▸ **Directions for this task**
State how many lines of the data below contain the string "window", giving the number alone.

----- Given data

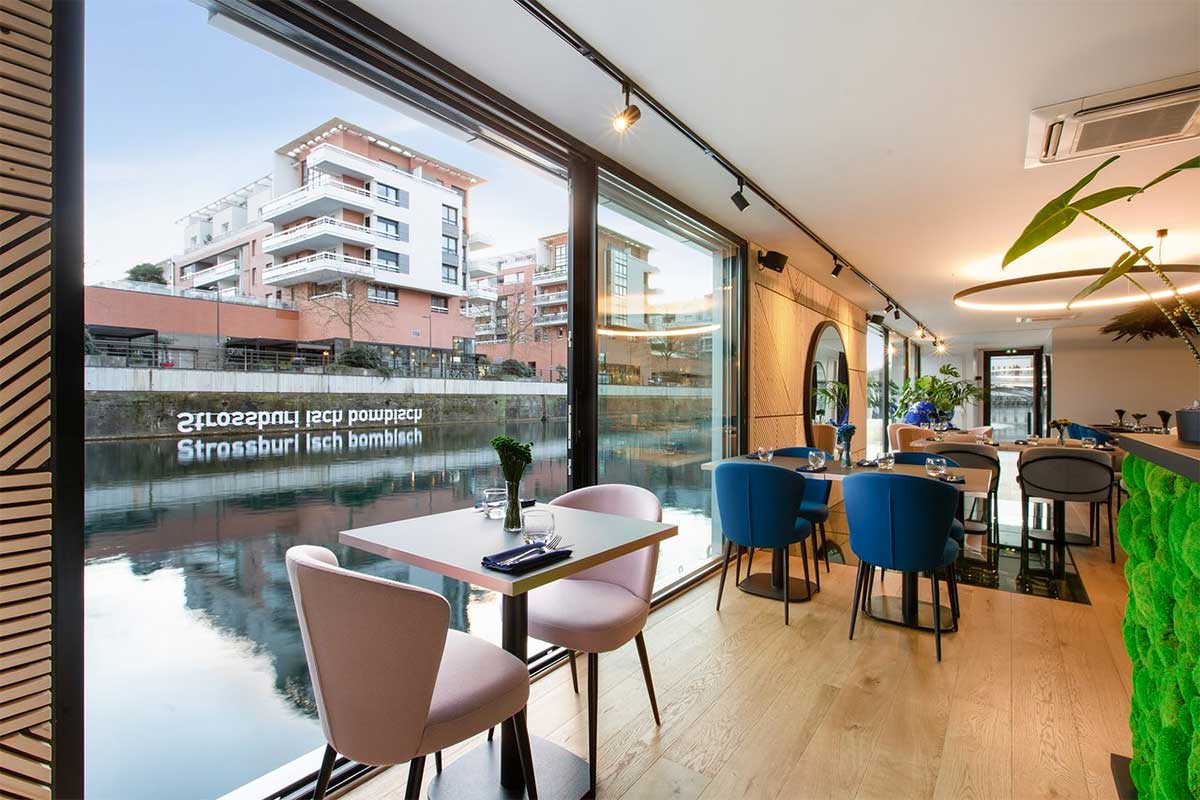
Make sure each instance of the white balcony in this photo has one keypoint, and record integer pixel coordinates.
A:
(327, 268)
(319, 234)
(550, 299)
(479, 292)
(541, 277)
(318, 198)
(213, 275)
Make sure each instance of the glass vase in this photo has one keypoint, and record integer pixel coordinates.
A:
(846, 458)
(513, 509)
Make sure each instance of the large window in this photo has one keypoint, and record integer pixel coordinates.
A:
(667, 298)
(876, 390)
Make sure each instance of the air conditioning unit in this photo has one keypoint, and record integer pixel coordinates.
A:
(1153, 113)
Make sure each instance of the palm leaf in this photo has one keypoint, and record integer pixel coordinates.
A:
(1125, 263)
(1191, 163)
(1054, 217)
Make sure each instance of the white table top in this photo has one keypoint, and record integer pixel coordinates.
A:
(453, 543)
(977, 480)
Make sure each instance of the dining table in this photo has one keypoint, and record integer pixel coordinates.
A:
(453, 543)
(911, 611)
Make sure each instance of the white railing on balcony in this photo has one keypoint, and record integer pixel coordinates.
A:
(321, 187)
(318, 226)
(550, 276)
(479, 292)
(550, 299)
(315, 156)
(216, 272)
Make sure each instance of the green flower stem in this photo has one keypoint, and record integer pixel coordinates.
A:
(1162, 276)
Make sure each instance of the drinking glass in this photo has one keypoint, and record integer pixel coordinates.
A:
(935, 467)
(537, 525)
(493, 503)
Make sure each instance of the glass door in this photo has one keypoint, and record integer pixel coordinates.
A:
(1013, 392)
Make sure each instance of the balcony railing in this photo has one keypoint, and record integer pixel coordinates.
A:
(550, 299)
(550, 276)
(222, 271)
(324, 187)
(317, 227)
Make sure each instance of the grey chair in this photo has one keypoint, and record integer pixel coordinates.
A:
(976, 456)
(1062, 475)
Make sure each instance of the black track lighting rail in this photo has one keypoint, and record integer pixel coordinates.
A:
(628, 84)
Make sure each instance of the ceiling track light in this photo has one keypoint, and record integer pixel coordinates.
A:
(738, 198)
(628, 115)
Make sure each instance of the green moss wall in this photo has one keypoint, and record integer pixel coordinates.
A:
(1159, 528)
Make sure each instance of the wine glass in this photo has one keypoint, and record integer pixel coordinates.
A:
(935, 467)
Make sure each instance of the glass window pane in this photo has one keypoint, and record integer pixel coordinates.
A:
(667, 293)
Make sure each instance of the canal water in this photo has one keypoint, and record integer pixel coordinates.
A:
(196, 673)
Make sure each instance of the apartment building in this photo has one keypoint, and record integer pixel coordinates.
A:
(526, 319)
(364, 238)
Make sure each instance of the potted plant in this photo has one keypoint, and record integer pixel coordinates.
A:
(1059, 214)
(515, 456)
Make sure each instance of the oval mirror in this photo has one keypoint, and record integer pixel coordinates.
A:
(827, 386)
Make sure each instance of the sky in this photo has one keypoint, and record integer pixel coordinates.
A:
(180, 113)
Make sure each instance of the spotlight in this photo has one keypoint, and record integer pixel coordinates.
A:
(630, 114)
(773, 260)
(739, 199)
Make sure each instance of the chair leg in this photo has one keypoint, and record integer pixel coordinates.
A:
(1113, 535)
(646, 673)
(327, 768)
(526, 753)
(937, 618)
(859, 581)
(593, 711)
(415, 771)
(720, 589)
(825, 547)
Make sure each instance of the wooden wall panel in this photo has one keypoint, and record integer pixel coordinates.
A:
(785, 310)
(27, 485)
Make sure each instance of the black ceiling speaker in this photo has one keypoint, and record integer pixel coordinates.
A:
(772, 260)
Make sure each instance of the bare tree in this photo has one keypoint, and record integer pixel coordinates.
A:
(348, 305)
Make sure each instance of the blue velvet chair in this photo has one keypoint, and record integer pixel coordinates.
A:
(760, 506)
(918, 458)
(901, 523)
(815, 506)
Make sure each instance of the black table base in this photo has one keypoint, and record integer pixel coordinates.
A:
(559, 773)
(889, 609)
(762, 584)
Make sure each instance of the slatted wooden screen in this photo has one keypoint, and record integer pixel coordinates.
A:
(25, 477)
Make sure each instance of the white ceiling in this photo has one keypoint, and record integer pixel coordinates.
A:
(894, 130)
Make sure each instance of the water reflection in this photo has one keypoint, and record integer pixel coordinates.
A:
(193, 657)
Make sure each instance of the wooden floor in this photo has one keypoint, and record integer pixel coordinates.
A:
(1030, 699)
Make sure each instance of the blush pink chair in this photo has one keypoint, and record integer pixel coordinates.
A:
(601, 608)
(393, 683)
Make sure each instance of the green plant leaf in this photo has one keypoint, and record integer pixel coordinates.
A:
(1191, 163)
(1102, 198)
(1054, 217)
(1125, 263)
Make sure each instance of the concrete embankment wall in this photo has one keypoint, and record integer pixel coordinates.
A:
(129, 402)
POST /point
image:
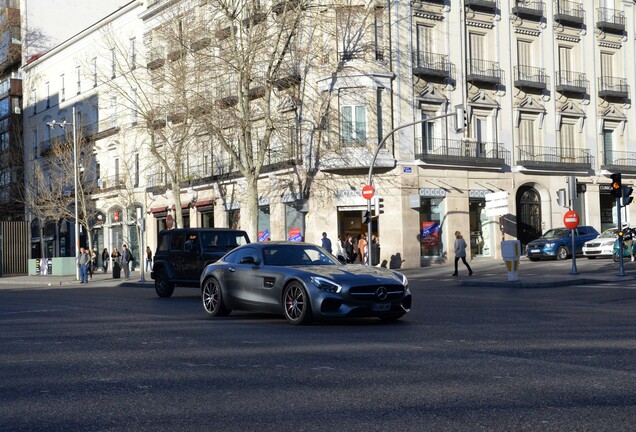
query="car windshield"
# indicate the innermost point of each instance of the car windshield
(297, 255)
(555, 233)
(611, 233)
(222, 241)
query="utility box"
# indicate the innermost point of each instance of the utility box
(511, 252)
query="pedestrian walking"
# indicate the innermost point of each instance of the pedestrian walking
(628, 239)
(83, 262)
(105, 259)
(350, 250)
(148, 258)
(460, 252)
(126, 258)
(326, 243)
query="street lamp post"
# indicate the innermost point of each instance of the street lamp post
(52, 124)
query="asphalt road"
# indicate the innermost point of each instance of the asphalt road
(464, 359)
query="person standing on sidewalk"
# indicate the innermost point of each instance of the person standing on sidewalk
(460, 252)
(148, 258)
(126, 258)
(83, 261)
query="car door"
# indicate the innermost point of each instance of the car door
(242, 278)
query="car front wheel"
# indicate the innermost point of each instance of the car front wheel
(163, 286)
(562, 253)
(213, 298)
(296, 305)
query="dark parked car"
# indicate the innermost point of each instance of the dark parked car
(557, 243)
(182, 254)
(301, 281)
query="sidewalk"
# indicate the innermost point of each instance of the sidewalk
(491, 273)
(99, 279)
(488, 273)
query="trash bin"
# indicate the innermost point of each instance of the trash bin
(511, 252)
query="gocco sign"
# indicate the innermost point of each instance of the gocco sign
(433, 192)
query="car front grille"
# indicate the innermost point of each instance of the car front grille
(377, 292)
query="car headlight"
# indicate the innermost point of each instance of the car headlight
(325, 284)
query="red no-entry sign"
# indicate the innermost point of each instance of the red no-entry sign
(571, 219)
(367, 192)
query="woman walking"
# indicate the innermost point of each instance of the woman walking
(460, 252)
(105, 259)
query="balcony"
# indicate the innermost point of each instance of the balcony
(572, 83)
(466, 152)
(529, 9)
(610, 20)
(619, 161)
(613, 88)
(569, 13)
(554, 158)
(531, 78)
(157, 58)
(484, 72)
(431, 66)
(287, 76)
(111, 183)
(285, 5)
(489, 6)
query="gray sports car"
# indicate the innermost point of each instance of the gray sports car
(303, 281)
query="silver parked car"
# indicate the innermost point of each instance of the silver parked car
(302, 281)
(601, 246)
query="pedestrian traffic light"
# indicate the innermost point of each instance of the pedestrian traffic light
(366, 217)
(379, 206)
(616, 185)
(561, 200)
(627, 195)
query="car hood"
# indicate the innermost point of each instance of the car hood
(362, 274)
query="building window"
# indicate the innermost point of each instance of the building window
(133, 53)
(78, 74)
(136, 171)
(94, 72)
(353, 124)
(113, 63)
(62, 88)
(4, 141)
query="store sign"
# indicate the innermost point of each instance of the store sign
(294, 235)
(432, 192)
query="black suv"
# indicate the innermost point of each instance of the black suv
(183, 253)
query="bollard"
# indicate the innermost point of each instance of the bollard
(511, 252)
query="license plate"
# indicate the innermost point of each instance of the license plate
(378, 307)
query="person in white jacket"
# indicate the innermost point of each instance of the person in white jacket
(460, 252)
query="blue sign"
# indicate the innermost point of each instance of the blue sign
(263, 236)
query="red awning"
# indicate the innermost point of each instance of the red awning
(204, 203)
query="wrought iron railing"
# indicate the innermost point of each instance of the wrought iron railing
(460, 149)
(554, 155)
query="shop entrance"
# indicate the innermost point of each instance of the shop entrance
(529, 211)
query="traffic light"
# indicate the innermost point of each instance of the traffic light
(561, 198)
(616, 185)
(461, 118)
(366, 217)
(627, 195)
(379, 206)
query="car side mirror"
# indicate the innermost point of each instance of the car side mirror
(248, 260)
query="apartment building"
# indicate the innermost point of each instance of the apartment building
(207, 122)
(11, 178)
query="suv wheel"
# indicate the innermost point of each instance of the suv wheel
(562, 253)
(163, 286)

----------

▸ **Response to the exercise**
4